(Saved entries)
↓
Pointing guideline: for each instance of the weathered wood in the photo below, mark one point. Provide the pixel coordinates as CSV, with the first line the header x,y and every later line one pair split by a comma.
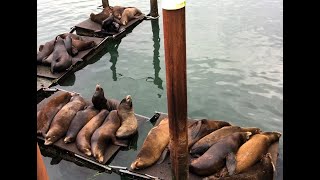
x,y
154,8
176,81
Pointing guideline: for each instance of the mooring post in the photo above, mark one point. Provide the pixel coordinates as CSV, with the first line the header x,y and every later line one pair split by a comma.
x,y
105,3
41,168
176,81
154,8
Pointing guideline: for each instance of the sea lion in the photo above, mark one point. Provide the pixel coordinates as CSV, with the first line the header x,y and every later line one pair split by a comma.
x,y
54,103
61,59
102,136
63,118
202,127
100,102
263,170
251,152
84,136
153,146
214,158
129,14
80,120
129,123
45,50
104,14
207,141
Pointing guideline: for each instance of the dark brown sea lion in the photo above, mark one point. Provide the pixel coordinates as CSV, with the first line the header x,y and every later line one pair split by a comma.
x,y
61,59
104,134
201,128
153,146
207,141
54,103
263,170
63,118
214,158
80,120
129,14
100,102
45,50
117,11
251,152
104,14
83,139
129,123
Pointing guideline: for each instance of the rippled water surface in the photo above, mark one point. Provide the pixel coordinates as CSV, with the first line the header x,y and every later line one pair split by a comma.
x,y
234,66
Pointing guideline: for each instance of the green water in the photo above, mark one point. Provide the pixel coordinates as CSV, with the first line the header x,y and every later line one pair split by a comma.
x,y
234,66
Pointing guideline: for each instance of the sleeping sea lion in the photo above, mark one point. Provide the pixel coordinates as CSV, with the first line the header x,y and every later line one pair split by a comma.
x,y
80,120
251,152
207,141
63,118
54,103
83,139
215,157
153,146
129,123
104,134
100,102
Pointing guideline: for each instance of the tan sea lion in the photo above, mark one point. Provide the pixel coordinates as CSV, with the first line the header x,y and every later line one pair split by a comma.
x,y
251,152
129,14
214,158
45,116
80,120
129,123
207,141
100,102
263,170
83,139
63,118
153,146
45,50
104,134
201,128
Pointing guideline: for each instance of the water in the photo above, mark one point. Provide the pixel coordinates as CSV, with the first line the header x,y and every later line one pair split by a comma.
x,y
234,66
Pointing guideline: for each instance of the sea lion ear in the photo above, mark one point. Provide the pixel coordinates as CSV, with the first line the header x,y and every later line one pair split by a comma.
x,y
231,163
41,47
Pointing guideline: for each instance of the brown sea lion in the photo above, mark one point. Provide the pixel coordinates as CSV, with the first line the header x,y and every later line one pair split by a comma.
x,y
129,14
83,139
153,146
61,59
80,120
207,141
201,128
45,50
63,118
214,158
104,14
54,103
100,102
129,123
251,152
104,134
263,170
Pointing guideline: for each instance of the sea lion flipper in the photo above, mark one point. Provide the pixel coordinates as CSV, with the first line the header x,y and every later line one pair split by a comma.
x,y
231,163
163,156
75,60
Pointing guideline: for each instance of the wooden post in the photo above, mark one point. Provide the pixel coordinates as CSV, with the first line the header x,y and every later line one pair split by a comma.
x,y
154,8
105,3
41,168
176,81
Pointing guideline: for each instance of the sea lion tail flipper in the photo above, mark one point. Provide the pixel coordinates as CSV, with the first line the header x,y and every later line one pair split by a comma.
x,y
75,60
119,142
231,163
163,156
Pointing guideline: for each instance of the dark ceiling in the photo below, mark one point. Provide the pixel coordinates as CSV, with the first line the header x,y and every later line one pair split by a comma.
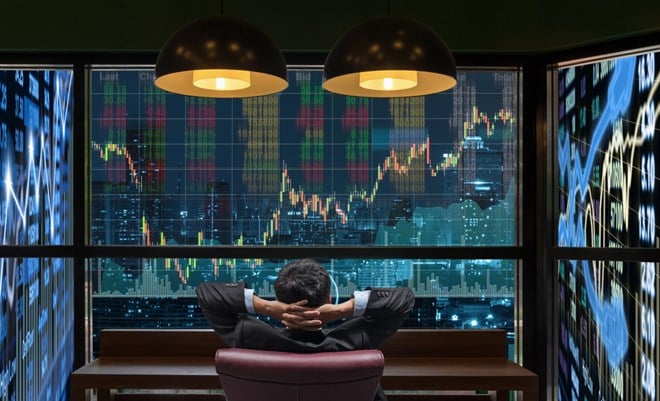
x,y
477,26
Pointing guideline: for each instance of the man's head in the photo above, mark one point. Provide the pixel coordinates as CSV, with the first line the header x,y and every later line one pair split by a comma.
x,y
303,279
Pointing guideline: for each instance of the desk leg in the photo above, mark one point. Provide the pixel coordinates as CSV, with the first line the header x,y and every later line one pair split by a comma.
x,y
103,394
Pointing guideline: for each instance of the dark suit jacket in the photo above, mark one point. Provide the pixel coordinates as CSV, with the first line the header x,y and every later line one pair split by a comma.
x,y
223,305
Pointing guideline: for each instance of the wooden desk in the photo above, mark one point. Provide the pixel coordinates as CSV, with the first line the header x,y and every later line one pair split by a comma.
x,y
414,360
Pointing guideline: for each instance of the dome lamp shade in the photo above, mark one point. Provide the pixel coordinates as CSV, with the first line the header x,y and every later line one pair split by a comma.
x,y
220,57
389,57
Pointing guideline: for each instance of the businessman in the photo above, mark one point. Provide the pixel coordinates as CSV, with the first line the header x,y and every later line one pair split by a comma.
x,y
302,304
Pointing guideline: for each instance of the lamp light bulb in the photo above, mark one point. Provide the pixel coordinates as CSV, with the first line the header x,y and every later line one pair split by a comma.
x,y
388,80
221,80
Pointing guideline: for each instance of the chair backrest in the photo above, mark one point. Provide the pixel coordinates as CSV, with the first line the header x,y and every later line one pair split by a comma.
x,y
255,375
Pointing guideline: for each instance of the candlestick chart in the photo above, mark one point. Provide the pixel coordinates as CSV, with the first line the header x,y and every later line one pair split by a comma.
x,y
606,149
304,167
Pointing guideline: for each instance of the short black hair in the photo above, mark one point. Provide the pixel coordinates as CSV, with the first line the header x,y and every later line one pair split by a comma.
x,y
304,279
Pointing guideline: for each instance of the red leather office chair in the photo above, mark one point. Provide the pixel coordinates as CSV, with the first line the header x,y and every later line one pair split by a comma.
x,y
253,375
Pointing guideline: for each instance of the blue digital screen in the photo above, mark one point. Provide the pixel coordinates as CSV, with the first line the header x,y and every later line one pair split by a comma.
x,y
607,114
36,314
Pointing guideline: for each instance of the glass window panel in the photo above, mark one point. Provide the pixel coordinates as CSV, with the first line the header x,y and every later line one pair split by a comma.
x,y
36,125
161,292
304,167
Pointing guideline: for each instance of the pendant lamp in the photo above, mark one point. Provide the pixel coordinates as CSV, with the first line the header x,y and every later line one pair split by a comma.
x,y
220,57
389,57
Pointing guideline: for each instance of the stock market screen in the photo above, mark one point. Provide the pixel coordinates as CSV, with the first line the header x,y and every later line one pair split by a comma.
x,y
606,148
36,317
304,168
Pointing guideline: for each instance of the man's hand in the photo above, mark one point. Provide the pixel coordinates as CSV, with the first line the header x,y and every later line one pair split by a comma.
x,y
303,318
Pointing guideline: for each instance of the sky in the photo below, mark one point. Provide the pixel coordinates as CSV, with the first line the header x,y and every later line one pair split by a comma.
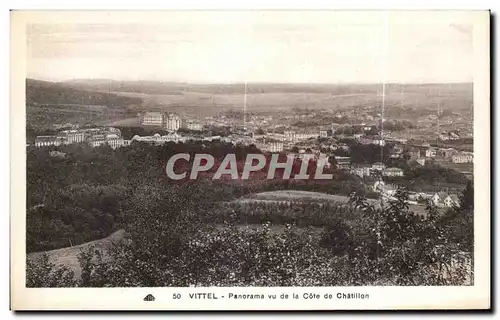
x,y
236,47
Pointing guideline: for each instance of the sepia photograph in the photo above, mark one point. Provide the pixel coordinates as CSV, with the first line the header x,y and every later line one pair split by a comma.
x,y
252,149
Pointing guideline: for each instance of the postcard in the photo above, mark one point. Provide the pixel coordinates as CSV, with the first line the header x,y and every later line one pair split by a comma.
x,y
250,160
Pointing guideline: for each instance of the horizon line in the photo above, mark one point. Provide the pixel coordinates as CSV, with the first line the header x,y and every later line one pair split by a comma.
x,y
248,82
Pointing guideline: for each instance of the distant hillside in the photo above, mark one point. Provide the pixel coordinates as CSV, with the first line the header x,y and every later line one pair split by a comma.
x,y
44,92
169,88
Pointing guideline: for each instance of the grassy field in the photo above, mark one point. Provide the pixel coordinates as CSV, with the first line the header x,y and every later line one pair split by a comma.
x,y
68,257
284,196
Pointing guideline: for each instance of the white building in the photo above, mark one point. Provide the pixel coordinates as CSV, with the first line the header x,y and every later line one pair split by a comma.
x,y
172,122
379,166
153,119
392,172
45,141
361,171
445,200
194,126
463,157
72,136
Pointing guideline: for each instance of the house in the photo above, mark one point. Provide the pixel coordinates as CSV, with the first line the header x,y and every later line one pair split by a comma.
x,y
194,126
430,152
463,157
447,152
152,119
379,166
172,122
361,171
421,161
44,141
392,172
343,163
445,200
383,188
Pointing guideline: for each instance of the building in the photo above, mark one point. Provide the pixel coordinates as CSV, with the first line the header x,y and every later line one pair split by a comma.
x,y
293,136
463,157
269,145
115,142
392,172
194,126
45,141
379,166
445,200
343,163
72,136
447,152
153,119
361,171
385,189
172,122
430,152
421,161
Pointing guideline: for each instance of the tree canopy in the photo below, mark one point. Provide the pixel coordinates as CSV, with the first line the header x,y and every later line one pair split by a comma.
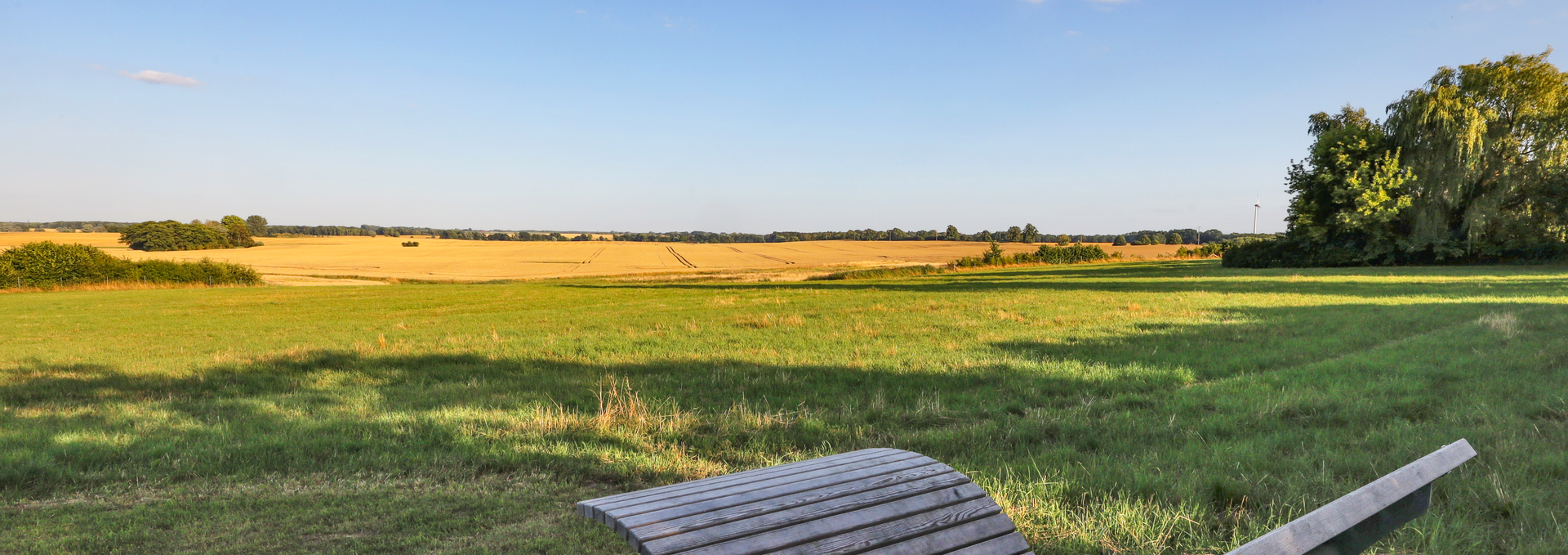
↑
(What this task involves): Exact copy, pictures omitted: every line from the one holding "Pointing guideline: for each instance of the postcard" through the last line of the data above, and nothing else.

(Written answer):
Pointing guideline: for each instance of the postcard in the photo above, mark one point. Provide the pixel coordinates as CSV, with the first line the header x,y and every later line one pair split by a comma.
x,y
250,160
Pointing guideline: for each instance of the horizon line in the photo above, mark one point. Provide the pixel coordinates as CSV, with the first line the header x,y and every later line one pair split by a comma.
x,y
248,82
Pointing guideline: for each instance of the distant hillside in the photo above, mark one point. Provide the pixel coordinates as CSV, with the first line the header x,y and every later line one pair split by a comma.
x,y
44,92
169,88
Pointing guideline: for each instance of the grassy field in the photo above, mark one point. Provide the pixel coordinates as CSV, with the first line the header x,y and every later line one pair split by a comma.
x,y
68,257
284,196
Pointing guideline: for each instance of the white building in the photo above, mark one point. Provide the pixel coordinates as CSV, with the first line the header x,y and every later line one pair split by a comma.
x,y
172,122
379,166
153,119
392,172
45,141
361,171
445,200
194,126
463,157
72,136
Pointing guideline: for each instance of the house in the photo above, mark one point. Provide the pixel coordinates as CSV, with the first line the header x,y and every later line one pair split by a comma.
x,y
194,126
430,152
463,157
447,152
152,119
379,166
172,122
361,171
421,161
44,141
392,172
343,163
445,200
383,188
Pointing guideline: for each instance of the building in the photo above, mark one point. Provide the pixel coordinates as CSV, with the first line the header x,y and every later line one pair split by a comma.
x,y
293,136
463,157
269,145
115,142
392,172
194,126
45,141
379,166
445,200
343,163
72,136
447,152
153,119
361,171
385,189
172,122
430,152
421,161
Pointing guideline: for each instance of the tree canopy in the photo below, mark one point. Provide the pixel coordinates as CSV, with the first line the header x,y and every later line one pair split by a comma.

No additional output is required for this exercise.